> _OBJECTIF DE L'EXERCICE_
Modifiez un passage du texte sur le Player Android TV : reprenez-le à partir des mots « La connectique est » et arrêtez-vous après « de support matériel. », en remplaçant « télécommande » par « zapette ».

> _TEXTE_
= = = = =

Voici notre compte-rendu, photos et références de SoC à l'appui.
Un Player Android TV sans surprise
Commençons par le boîtier le plus classique, pour ne pas dire banal, celui en charge du multimédia. Si Xavier Niel a insisté pendant sa conférence sur l'importance de la conception en interne de ses box, il a oublié de préciser que ce boîtier n'était qu'un produit en marque blanche, de chez SEI Robotics selon Android TV Guide.
Son design n'est ainsi pas spécifique à Free, qui l'a simplement adapté à ses besoins. Ses caractéristiques étaient d'ailleurs connues bien avant l'annonce puisqu'il est presque impossible de garder totalement secret le développement d'un produit sous Android TV.
Nous avons pu confirmer qu'il utilisait bien une base technique Amlogic : un SoC S905X2 gravé en 12 nm (4x ARM Cortex-A53, Mali G31). Il est accompagné de 2 Go de mémoire et 16 Go de stockage (Samsung KLM8G1GETF). Cela lui permet de consommer du contenu local. On apprécie d'ailleurs que VLC soit préinstallé.
Ce devait également être le cas sur la Delta, mais n'a pas été jugé pertinent en l'absence du Dolby Atmos (présent sur la Pop en passthrough). Ce problème devant bientôt être réglé – une fois que Qualcomm aura fourni le bout de code nécessaire – la version 4.x y sera disponible.
La connectique est assez classique : réseau à 1 Gb/s, HDMI 2.0 (4Kp60, HDR, 10 bits), S/PDIF et TNT (DVB-T2). Le stockage peut être complété via une carte microSD ou un HDD/SSD via un port USB 3.0 Type-A (5 Gb/s). L'alimentation est assurée non pas par un connecteur USB Type-C mais du DC classique (12V).
Le Wi-Fi 5 (2x2) est assuré par une puce Qualcomm (nous y reviendrons). L'assistance vocale Google passe par l'unique micro de la télécommande (Bluetooth 5.0 Low Energy, 2 piles AAA), activé lorsque le bouton dédié est pressé. Les dimensions du Player sont de 126 mm (diamètre) x 27 mm (hauteur). Son poids de 275 grammes.
Notez au passage que les services dans le cloud Oqee utilisent le H.265. Il est encore trop tôt pour une migration vers AV1, qui manque toujours de support matériel.

= = = = =

> _INFORMATIONS FOURNIES_
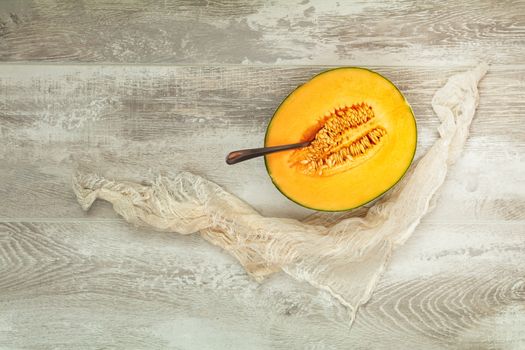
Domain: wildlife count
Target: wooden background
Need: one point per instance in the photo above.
(133, 88)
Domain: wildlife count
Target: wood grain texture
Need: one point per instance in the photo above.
(75, 280)
(261, 32)
(128, 121)
(66, 285)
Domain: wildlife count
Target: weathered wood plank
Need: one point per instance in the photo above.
(97, 285)
(125, 121)
(376, 32)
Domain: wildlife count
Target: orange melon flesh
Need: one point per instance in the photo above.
(306, 107)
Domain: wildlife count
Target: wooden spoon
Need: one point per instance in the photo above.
(245, 154)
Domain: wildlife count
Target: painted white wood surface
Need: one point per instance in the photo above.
(376, 32)
(70, 279)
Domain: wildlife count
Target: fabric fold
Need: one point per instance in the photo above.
(341, 254)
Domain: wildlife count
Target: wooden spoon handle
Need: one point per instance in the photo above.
(245, 154)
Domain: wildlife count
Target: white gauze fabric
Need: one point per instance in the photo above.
(339, 253)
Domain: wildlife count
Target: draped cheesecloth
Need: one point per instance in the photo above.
(341, 254)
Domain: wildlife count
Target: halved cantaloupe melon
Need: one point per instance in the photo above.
(364, 139)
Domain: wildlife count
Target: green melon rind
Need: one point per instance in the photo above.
(359, 205)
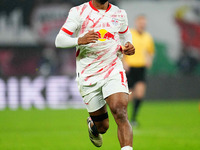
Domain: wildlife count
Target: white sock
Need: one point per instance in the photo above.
(127, 148)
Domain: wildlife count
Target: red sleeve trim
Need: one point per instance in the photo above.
(67, 31)
(124, 31)
(109, 7)
(92, 6)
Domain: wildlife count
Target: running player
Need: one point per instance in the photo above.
(136, 65)
(100, 29)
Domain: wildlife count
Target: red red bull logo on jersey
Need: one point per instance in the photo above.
(105, 35)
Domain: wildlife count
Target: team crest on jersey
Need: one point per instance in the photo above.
(105, 35)
(114, 21)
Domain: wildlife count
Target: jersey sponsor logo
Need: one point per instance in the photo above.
(105, 35)
(114, 21)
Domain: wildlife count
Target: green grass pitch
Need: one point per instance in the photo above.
(171, 125)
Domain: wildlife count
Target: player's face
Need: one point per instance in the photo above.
(102, 1)
(141, 24)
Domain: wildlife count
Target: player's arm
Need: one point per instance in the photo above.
(126, 38)
(65, 41)
(150, 52)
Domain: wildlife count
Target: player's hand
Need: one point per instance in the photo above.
(128, 49)
(90, 37)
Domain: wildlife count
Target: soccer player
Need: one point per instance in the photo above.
(100, 29)
(136, 65)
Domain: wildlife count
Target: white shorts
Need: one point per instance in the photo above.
(103, 89)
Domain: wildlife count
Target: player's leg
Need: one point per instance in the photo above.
(139, 93)
(118, 105)
(100, 120)
(98, 124)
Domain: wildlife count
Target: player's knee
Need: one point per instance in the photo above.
(120, 112)
(103, 127)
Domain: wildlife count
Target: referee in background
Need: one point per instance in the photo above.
(136, 65)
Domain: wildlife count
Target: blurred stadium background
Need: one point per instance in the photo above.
(35, 75)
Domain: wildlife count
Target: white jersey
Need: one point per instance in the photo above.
(100, 60)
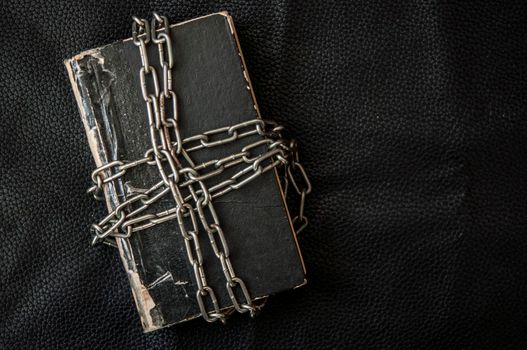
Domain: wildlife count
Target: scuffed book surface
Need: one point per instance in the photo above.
(213, 90)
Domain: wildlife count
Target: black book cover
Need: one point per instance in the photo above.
(213, 88)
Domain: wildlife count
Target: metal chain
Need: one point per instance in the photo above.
(170, 153)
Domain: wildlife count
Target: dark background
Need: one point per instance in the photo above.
(412, 123)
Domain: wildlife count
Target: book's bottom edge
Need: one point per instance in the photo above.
(193, 317)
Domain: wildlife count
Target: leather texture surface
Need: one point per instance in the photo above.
(411, 118)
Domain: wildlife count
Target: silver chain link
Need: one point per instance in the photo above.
(170, 153)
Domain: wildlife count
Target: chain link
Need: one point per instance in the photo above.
(170, 153)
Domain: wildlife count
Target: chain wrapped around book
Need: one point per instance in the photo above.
(199, 214)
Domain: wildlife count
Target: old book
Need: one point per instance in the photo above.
(213, 88)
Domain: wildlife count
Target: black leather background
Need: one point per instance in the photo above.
(412, 122)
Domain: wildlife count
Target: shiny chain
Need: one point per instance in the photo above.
(170, 153)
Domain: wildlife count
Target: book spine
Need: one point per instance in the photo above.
(91, 82)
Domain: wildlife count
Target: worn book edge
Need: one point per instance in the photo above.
(142, 298)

= = = = =

> _CORRIGÉ_
La connectique est assez classique : réseau à 1 Gb/s, HDMI 2.0 (4Kp60, HDR, 10 bits), S/PDIF et TNT (DVB-T2). Le stockage peut être complété via une carte microSD ou un HDD/SSD via un port USB 3.0 Type-A (5 Gb/s). L'alimentation est assurée non pas par un connecteur USB Type-C mais du DC classique (12V).
Le Wi-Fi 5 (2x2) est assuré par une puce Qualcomm (nous y reviendrons). L'assistance vocale Google passe par l'unique micro de la zapette (Bluetooth 5.0 Low Energy, 2 piles AAA), activé lorsque le bouton dédié est pressé. Les dimensions du Player sont de 126 mm (diamètre) x 27 mm (hauteur). Son poids de 275 grammes.
Notez au passage que les services dans le cloud Oqee utilisent le H.265. Il est encore trop tôt pour une migration vers AV1, qui manque toujours de support matériel.